What is required: Lay out every line of the items below as a Markdown table with two columns, "Row" for the row number and "Line" for the line itself. Leave out blank lines.

>> Start Data supplied

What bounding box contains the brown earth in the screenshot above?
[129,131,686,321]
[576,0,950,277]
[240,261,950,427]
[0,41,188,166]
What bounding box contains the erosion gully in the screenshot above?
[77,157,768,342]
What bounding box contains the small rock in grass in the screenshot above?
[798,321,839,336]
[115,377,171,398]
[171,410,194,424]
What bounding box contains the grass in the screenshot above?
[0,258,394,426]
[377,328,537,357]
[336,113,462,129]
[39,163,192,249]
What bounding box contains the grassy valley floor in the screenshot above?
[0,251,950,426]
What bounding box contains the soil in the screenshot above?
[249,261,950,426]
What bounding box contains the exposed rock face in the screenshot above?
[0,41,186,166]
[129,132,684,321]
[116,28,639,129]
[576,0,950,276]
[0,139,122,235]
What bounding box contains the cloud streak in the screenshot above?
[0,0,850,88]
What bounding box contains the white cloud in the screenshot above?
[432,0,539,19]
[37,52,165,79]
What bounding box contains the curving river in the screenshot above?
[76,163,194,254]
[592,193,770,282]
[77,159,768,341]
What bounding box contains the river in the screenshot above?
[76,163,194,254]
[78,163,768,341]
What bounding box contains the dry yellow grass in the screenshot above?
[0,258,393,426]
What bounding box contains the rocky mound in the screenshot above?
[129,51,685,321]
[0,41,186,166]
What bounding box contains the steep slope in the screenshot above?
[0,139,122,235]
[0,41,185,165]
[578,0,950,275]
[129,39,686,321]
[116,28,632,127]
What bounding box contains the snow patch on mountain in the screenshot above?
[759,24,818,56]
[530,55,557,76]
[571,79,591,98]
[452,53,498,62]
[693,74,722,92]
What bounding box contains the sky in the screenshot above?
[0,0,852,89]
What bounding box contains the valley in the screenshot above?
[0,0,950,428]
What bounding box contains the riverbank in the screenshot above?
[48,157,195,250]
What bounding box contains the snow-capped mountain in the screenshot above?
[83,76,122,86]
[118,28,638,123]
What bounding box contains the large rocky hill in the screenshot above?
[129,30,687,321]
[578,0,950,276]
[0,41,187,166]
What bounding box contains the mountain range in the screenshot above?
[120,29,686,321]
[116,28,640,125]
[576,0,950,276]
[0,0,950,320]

>> End Data supplied

Written solution:
| Row | Line |
|---|---|
| 1 | What bounding box contains the brown earth in the screenshot above? |
| 2 | [129,131,686,321] |
| 3 | [576,0,950,277] |
| 4 | [240,261,950,427] |
| 5 | [0,41,188,166] |
| 6 | What bounding box contains the erosion gully in the screenshot above? |
| 7 | [77,157,768,342] |
| 8 | What bounding box contains the small rock in grass in the screenshot above? |
| 9 | [798,321,839,336] |
| 10 | [115,377,171,398] |
| 11 | [171,410,194,424] |
| 12 | What bounding box contains the grass in the screenshot above? |
| 13 | [0,258,394,426] |
| 14 | [377,328,537,357] |
| 15 | [336,113,462,129] |
| 16 | [39,163,192,249] |
| 17 | What bounding box contains the grassy valley floor in the screenshot above? |
| 18 | [0,251,950,426] |
| 19 | What bounding box contains the soil in the screenshot above? |
| 20 | [249,261,950,426] |
| 21 | What bounding box contains the exposed rock face in the screenshot above? |
| 22 | [0,41,186,166] |
| 23 | [129,132,684,321] |
| 24 | [116,28,639,129] |
| 25 | [576,0,950,276] |
| 26 | [0,139,122,235] |
| 27 | What bounding box contains the cloud streak in the screenshot above? |
| 28 | [0,0,850,88] |
| 29 | What bounding box contains the white cloud in the screenshot above? |
| 30 | [432,0,539,19] |
| 31 | [37,52,165,79] |
| 32 | What bounding box contains the curving river in the screenshot above? |
| 33 | [76,163,194,254] |
| 34 | [592,193,770,282] |
| 35 | [77,159,768,341] |
| 36 | What bounding box contains the river in the screenshot above? |
| 37 | [76,163,194,254] |
| 38 | [78,163,768,341] |
| 39 | What bounding box contains the dry yellow grass in the screenshot above? |
| 40 | [0,258,393,426] |
| 41 | What bounding box contains the rocky mound in the screenshot above? |
| 42 | [129,51,685,321] |
| 43 | [0,41,186,166] |
| 44 | What bounding box contains the steep slope in the screenshot above? |
| 45 | [0,139,122,235] |
| 46 | [0,41,185,165] |
| 47 | [578,0,950,275] |
| 48 | [129,39,686,321] |
| 49 | [116,28,632,127] |
| 50 | What bounding box contains the snow patch on mountain in the screenshot above? |
| 51 | [759,24,818,56] |
| 52 | [530,55,557,76] |
| 53 | [571,79,591,98] |
| 54 | [452,53,498,62] |
| 55 | [693,74,722,92] |
| 56 | What bounding box contains the sky in the screenshot above? |
| 57 | [0,0,852,89] |
| 58 | What bounding box contains the valley in the screenshot above? |
| 59 | [0,0,950,428] |
| 60 | What bounding box contains the riverbank in the screenshot above? |
| 61 | [48,157,195,250] |
| 62 | What bounding box contains the snow-capped mountain in the screenshot above? |
| 63 | [83,76,122,86] |
| 64 | [118,28,638,123] |
| 65 | What bounding box contains the large rocky hill in the screenshot above? |
| 66 | [129,30,687,321] |
| 67 | [578,0,950,276] |
| 68 | [0,41,187,166] |
| 69 | What bounding box contains the mountain range in the screenshot above? |
| 70 | [120,29,686,321] |
| 71 | [116,28,640,125] |
| 72 | [576,0,950,276] |
| 73 | [0,0,950,320] |